▶ [PROBLEM STATEMENT] Render the lines below, from the line containing "strap shown in this photo." through the line containing "(1035, 573)", both included, as a JSON list of strings with one string per line and any blank lines omitted.
:: ENTRIES PROVIDED
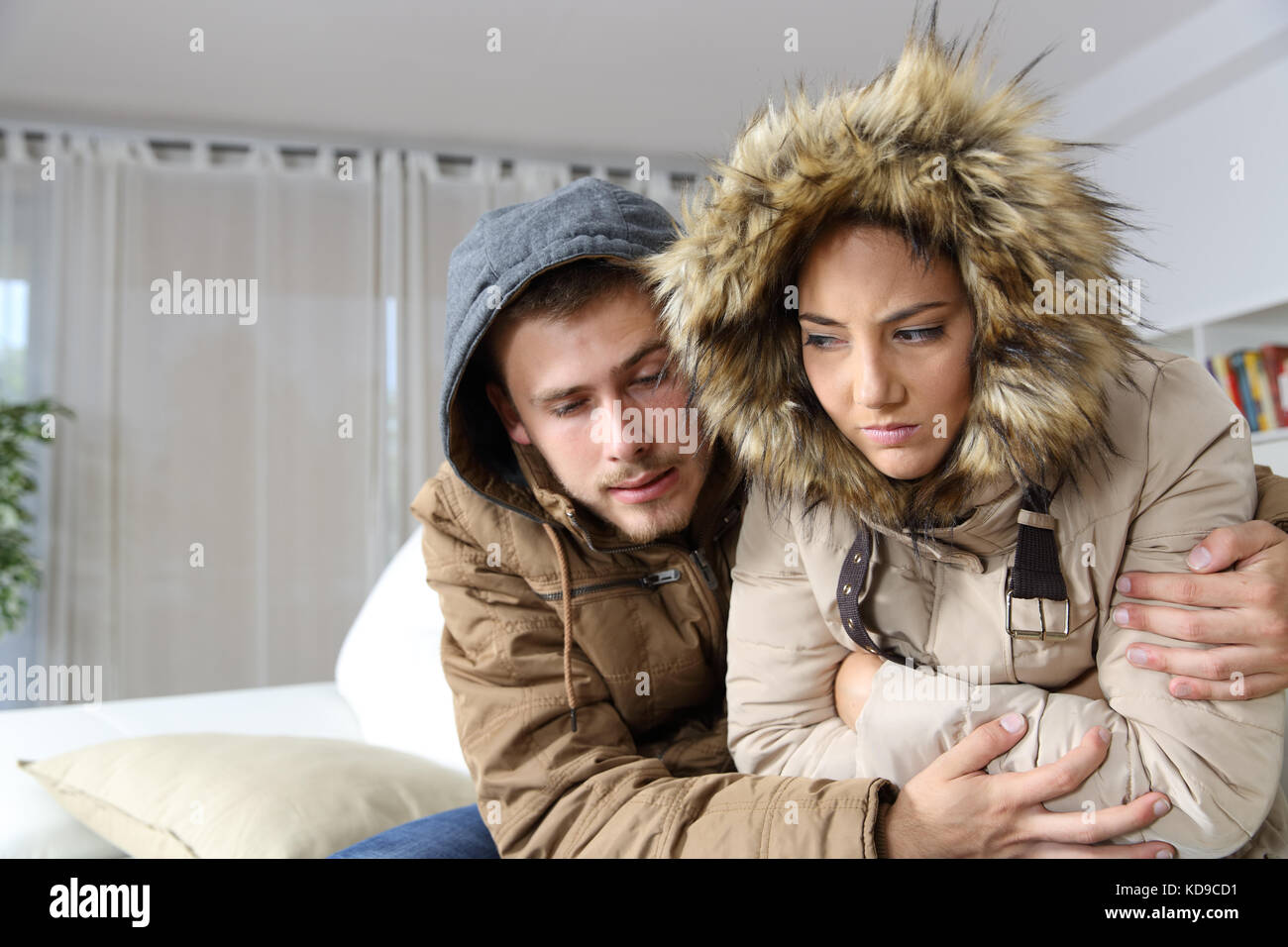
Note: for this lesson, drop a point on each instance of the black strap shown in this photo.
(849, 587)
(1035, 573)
::::
:: ENTRIES PROVIDED
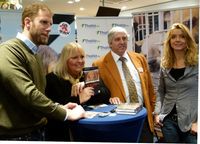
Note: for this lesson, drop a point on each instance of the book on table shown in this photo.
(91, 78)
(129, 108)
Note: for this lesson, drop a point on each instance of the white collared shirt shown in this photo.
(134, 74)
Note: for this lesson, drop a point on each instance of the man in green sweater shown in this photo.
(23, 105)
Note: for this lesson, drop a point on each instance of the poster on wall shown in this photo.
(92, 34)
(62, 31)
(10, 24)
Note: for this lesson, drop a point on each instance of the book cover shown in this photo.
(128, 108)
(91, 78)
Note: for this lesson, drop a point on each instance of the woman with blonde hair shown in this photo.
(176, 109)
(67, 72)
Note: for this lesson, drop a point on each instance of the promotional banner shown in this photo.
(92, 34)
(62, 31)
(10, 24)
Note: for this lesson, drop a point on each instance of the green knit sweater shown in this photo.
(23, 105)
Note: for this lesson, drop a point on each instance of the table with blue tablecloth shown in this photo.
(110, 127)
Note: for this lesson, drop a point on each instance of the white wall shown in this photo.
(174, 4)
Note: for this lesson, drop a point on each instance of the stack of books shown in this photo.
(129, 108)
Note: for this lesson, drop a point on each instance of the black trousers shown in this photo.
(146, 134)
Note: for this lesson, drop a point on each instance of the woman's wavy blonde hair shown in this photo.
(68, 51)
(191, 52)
::::
▶ [FINAL RESULT]
[
  "Note: for this lesson, drop a point on each instance of the black strap shown in this photo.",
  "(849, 587)",
  "(1035, 573)"
]